:: Supplied text ::

Livingstone is still a well-known figure in Scotland (he used to be on banknotes) and in sub-Saharan Africa, where he set out to share his colonialist message of “Christianity, Commerce and Civilisation”.
The museum is housed in the building in Blantyre where Livingstone was born. Since 1930, the David Livingstone Trust has cared for the listed building in the Lanarkshire mill town near Glasgow as well as a substantial collection of Livingstone’s possessions and documents along with other objects associated with his life and work. The existence of such a large collection and the preservation of Livingstone’s birthplace reflects and reinforces his status.
Historically, Livingstone has been presented through a colonialist lens – the lone white male explorer fearlessly tackling the unknown. But the revamped museum is now challenging this narrative.
Volunteers, trainees, staff and academics set out to reframe the story of Livingstone’s time in Africa with detailed research into the collections and working to identify the names, identities and stories of the people who have previously been ignored, erased and excluded or viewed through the filter of colonialist stereotypes.
The new museum is divided into three parts – a set of framing questions, which ask you to consider what you already know about Livingstone and whether your understanding has any factual basis; a chronological sweep through his life; and a final gallery that explores Livingstone’s legacy from contemporary African and European perspectives.
Questioning the narratives about Livingstone makes for a bold start and shows the team aren’t afraid to debunk myths. Why is a man who got lost and made costly mistakes known as a great explorer? How can Livingstone be seen as an iconic missionary when he only baptised two people? If he was an abolitionist, why did he get help from slave traders? Why is Livingstone the only person considered a hero in the story?

:::

Parts of the exercise -
a) Copy out the Livingstone museum text word for word, starting at "The new museum" and ending at "and European perspectives.".
b) According to the Livingstone museum text, since what year has the David Livingstone Trust cared for the building where Livingstone was born?

:: Information shown ::

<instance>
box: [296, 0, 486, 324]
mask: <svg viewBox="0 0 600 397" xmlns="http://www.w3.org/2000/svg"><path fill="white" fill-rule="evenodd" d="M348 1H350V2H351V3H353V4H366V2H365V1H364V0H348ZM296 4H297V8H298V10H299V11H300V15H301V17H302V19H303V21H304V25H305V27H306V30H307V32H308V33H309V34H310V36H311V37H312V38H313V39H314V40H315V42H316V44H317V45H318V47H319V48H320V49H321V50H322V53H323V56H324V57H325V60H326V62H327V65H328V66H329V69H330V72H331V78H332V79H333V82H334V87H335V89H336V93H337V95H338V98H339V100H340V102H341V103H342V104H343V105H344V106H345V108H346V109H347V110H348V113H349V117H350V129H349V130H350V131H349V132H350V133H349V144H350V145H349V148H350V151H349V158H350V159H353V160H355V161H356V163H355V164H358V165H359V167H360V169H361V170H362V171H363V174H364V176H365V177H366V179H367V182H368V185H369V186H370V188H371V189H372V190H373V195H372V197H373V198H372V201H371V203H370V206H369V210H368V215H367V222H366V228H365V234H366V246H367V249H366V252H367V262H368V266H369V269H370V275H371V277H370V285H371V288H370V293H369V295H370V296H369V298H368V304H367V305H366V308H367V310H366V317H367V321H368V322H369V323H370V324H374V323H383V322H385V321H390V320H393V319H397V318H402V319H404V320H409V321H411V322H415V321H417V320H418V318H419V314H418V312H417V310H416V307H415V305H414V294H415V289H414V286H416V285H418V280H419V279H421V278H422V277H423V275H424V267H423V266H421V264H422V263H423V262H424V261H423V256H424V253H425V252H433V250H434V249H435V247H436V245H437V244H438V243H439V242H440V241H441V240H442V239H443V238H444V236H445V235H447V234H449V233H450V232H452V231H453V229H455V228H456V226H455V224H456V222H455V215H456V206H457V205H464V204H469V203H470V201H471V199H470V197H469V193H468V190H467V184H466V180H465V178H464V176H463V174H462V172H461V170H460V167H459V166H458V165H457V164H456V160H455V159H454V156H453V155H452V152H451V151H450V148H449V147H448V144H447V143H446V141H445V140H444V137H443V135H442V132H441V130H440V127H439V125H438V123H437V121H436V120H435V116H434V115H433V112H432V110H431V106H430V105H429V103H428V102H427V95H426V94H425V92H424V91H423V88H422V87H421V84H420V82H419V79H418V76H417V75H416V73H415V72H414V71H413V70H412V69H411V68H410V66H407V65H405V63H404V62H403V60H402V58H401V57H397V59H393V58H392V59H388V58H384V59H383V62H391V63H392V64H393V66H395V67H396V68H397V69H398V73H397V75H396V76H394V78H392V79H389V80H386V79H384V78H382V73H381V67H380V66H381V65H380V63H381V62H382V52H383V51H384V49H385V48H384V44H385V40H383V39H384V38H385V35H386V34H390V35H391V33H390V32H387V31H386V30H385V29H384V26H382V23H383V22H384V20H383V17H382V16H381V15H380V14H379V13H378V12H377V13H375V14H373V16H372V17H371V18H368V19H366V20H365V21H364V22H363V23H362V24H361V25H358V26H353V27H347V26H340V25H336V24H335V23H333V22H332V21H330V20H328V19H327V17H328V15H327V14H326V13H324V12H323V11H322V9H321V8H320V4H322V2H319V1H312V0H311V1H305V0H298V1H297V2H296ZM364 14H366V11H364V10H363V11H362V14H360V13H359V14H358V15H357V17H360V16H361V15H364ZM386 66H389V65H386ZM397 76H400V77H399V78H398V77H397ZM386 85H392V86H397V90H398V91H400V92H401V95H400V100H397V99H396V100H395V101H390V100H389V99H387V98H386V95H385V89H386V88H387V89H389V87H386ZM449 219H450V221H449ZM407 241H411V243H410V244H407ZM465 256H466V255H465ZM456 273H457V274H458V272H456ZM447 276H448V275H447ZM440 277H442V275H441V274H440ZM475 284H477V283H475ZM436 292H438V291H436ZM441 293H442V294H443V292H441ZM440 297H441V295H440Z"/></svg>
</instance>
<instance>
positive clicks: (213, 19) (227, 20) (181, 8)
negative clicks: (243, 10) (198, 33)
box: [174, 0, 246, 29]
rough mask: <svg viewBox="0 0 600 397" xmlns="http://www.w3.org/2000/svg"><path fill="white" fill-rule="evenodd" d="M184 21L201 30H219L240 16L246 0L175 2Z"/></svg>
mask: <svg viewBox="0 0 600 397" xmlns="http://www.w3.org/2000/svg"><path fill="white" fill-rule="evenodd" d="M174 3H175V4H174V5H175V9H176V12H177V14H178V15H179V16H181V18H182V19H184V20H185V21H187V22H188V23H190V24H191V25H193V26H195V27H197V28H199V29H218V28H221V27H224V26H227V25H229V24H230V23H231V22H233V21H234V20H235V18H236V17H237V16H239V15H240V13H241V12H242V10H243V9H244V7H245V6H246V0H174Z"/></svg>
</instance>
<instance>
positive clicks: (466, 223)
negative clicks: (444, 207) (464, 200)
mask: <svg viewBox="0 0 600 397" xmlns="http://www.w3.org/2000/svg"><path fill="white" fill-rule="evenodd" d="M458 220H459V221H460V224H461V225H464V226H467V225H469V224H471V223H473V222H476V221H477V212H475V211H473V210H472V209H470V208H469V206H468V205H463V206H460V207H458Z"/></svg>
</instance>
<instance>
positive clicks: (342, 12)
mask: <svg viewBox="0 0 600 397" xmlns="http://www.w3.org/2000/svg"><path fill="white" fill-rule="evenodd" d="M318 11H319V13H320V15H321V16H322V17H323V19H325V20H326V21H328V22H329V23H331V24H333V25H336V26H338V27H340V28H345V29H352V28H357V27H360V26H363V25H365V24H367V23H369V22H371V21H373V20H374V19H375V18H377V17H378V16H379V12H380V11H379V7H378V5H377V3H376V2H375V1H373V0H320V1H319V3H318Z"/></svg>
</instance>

:::

Results -
a)
The new museum is divided into three parts – a set of framing questions, which ask you to consider what you already know about Livingstone and whether your understanding has any factual basis; a chronological sweep through his life; and a final gallery that explores Livingstone’s legacy from contemporary African and European perspectives.

b) Since 1930.